Exercise prompt:
Copy every line of the data that includes the string "limestone".
--- START ---
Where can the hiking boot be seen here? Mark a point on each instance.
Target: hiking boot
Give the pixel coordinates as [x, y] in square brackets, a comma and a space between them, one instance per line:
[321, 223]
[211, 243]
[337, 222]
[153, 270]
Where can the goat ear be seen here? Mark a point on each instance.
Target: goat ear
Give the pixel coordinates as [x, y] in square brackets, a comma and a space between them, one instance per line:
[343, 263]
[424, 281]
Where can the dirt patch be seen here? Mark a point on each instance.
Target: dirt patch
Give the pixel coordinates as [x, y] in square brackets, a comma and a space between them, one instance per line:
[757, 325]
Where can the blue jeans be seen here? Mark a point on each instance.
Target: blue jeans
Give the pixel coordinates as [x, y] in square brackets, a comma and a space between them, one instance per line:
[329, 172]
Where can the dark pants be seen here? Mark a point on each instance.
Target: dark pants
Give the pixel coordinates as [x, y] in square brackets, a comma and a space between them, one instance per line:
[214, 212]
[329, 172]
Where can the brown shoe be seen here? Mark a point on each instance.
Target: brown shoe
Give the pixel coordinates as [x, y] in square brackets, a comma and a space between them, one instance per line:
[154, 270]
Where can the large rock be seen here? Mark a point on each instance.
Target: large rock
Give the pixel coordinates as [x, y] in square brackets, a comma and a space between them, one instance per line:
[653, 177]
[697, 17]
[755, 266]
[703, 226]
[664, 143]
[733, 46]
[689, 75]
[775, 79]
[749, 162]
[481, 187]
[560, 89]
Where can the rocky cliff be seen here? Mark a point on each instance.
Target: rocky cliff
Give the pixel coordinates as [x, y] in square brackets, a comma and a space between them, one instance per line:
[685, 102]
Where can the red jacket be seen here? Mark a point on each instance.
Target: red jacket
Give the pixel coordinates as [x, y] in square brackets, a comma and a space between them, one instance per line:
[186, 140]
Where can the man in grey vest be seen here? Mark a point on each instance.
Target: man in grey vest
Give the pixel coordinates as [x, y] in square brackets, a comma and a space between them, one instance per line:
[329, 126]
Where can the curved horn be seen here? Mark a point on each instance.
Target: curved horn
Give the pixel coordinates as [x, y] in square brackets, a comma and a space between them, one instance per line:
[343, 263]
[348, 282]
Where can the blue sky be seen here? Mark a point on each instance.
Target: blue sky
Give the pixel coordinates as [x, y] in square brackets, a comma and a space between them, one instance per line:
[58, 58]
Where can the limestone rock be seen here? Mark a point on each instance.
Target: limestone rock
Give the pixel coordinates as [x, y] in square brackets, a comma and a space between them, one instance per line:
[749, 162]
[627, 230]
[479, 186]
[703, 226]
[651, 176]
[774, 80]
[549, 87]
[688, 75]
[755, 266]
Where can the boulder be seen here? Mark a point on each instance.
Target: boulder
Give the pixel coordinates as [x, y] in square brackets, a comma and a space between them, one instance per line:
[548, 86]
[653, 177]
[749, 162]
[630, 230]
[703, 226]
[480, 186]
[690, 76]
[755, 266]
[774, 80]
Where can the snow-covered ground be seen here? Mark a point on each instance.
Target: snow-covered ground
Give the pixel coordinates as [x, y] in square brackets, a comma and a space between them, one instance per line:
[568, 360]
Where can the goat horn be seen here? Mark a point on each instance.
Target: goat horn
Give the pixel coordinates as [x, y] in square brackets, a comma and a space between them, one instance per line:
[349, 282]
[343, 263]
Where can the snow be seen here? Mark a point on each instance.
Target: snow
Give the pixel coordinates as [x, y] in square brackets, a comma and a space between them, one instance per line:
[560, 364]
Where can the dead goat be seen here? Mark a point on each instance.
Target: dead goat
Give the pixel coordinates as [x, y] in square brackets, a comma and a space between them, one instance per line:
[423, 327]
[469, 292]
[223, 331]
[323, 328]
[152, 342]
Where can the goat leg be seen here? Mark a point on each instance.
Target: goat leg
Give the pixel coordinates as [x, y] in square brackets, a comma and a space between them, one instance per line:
--- END ---
Output of the exercise:
Where can the limestone rock be seen here? Mark a point on each instance.
Target: limestone rock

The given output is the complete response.